*Your goal*: Each line below should be restated exactly, with nothing dropped.

Extracted records:
· · · · ·

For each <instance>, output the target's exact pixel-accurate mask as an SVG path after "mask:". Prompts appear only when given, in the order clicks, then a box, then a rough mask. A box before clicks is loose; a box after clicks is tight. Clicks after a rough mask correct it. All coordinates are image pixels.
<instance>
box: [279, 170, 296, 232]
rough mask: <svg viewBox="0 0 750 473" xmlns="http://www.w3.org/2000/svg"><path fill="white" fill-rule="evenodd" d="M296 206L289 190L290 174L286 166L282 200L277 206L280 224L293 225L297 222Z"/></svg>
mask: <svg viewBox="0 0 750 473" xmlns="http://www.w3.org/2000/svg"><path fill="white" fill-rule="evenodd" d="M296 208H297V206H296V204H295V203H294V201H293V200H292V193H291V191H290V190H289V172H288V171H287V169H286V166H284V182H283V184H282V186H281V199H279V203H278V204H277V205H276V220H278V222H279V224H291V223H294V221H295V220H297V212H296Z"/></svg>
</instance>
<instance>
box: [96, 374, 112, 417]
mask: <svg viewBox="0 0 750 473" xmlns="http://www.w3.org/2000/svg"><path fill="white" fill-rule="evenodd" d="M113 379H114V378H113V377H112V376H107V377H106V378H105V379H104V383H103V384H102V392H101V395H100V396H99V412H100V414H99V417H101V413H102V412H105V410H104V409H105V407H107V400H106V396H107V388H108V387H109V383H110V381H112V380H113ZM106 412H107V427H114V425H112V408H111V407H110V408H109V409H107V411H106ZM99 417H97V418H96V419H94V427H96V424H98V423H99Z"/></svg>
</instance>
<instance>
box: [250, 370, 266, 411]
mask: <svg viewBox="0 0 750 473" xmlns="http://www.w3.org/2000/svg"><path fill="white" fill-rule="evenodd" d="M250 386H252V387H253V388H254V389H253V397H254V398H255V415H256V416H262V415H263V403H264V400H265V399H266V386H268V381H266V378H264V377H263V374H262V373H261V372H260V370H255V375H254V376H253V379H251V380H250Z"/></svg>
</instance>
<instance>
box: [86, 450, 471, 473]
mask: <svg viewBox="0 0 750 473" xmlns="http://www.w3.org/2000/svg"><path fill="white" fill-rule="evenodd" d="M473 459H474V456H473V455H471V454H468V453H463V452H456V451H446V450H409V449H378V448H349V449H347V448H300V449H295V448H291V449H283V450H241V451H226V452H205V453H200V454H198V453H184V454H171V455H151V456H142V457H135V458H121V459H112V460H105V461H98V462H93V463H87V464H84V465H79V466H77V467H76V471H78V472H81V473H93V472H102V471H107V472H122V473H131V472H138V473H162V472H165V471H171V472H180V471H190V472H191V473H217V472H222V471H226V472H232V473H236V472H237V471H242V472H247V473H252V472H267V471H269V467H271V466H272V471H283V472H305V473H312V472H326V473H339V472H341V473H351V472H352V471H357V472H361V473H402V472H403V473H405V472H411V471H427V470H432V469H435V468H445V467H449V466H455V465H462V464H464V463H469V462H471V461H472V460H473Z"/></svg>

· · · · ·

*Response*:
For each <instance>, output the target's exact pixel-accurate mask as an SVG path after "mask:". Prompts appear only when given, in the order clicks, then a box, then a rough mask. A box before clicks is loose; a box after clicks is tight. Clicks after a rough mask correct it. All coordinates are image pixels.
<instance>
box: [279, 170, 296, 232]
rough mask: <svg viewBox="0 0 750 473" xmlns="http://www.w3.org/2000/svg"><path fill="white" fill-rule="evenodd" d="M296 206L289 190L290 174L286 166L282 200L277 206L280 224L293 225L297 222Z"/></svg>
mask: <svg viewBox="0 0 750 473" xmlns="http://www.w3.org/2000/svg"><path fill="white" fill-rule="evenodd" d="M296 208H297V206H296V204H295V203H294V201H293V200H292V193H291V191H290V190H289V172H288V171H287V169H286V166H284V182H283V184H282V186H281V199H279V203H278V204H277V205H276V220H278V222H279V224H291V223H294V221H295V220H297V212H296Z"/></svg>
</instance>
<instance>
box: [96, 374, 112, 417]
mask: <svg viewBox="0 0 750 473" xmlns="http://www.w3.org/2000/svg"><path fill="white" fill-rule="evenodd" d="M113 379H114V378H113V377H112V376H107V377H106V378H105V379H104V383H103V384H102V392H101V395H100V396H99V412H100V414H99V417H101V413H102V412H105V410H104V409H105V407H107V400H106V396H107V388H108V387H109V383H110V381H112V380H113ZM106 412H107V427H114V425H112V408H111V407H110V408H109V409H107V411H106ZM99 417H97V418H96V419H94V427H96V424H98V423H99Z"/></svg>
</instance>
<instance>
box: [250, 370, 266, 411]
mask: <svg viewBox="0 0 750 473" xmlns="http://www.w3.org/2000/svg"><path fill="white" fill-rule="evenodd" d="M250 386H252V387H253V388H254V389H253V397H254V398H255V415H256V416H262V415H263V403H264V400H265V399H266V386H268V381H266V378H264V377H263V374H262V373H261V372H260V370H255V375H254V376H253V379H251V380H250Z"/></svg>
</instance>
<instance>
box: [86, 450, 471, 473]
mask: <svg viewBox="0 0 750 473" xmlns="http://www.w3.org/2000/svg"><path fill="white" fill-rule="evenodd" d="M473 459H474V456H473V455H471V454H468V453H463V452H456V451H446V450H409V449H378V448H349V449H347V448H300V449H295V448H291V449H283V450H241V451H226V452H205V453H200V454H198V453H184V454H171V455H151V456H142V457H135V458H121V459H112V460H105V461H98V462H93V463H87V464H84V465H79V466H77V467H76V471H78V472H81V473H93V472H102V471H107V472H122V473H131V472H138V473H162V472H165V471H171V472H180V471H190V472H191V473H217V472H222V471H226V472H232V473H236V472H237V471H242V472H247V473H252V472H267V471H269V467H271V466H272V471H283V472H305V473H312V472H326V473H339V472H341V473H351V472H352V471H357V472H361V473H402V472H403V473H405V472H411V471H427V470H432V469H435V468H445V467H449V466H455V465H462V464H464V463H469V462H471V461H472V460H473Z"/></svg>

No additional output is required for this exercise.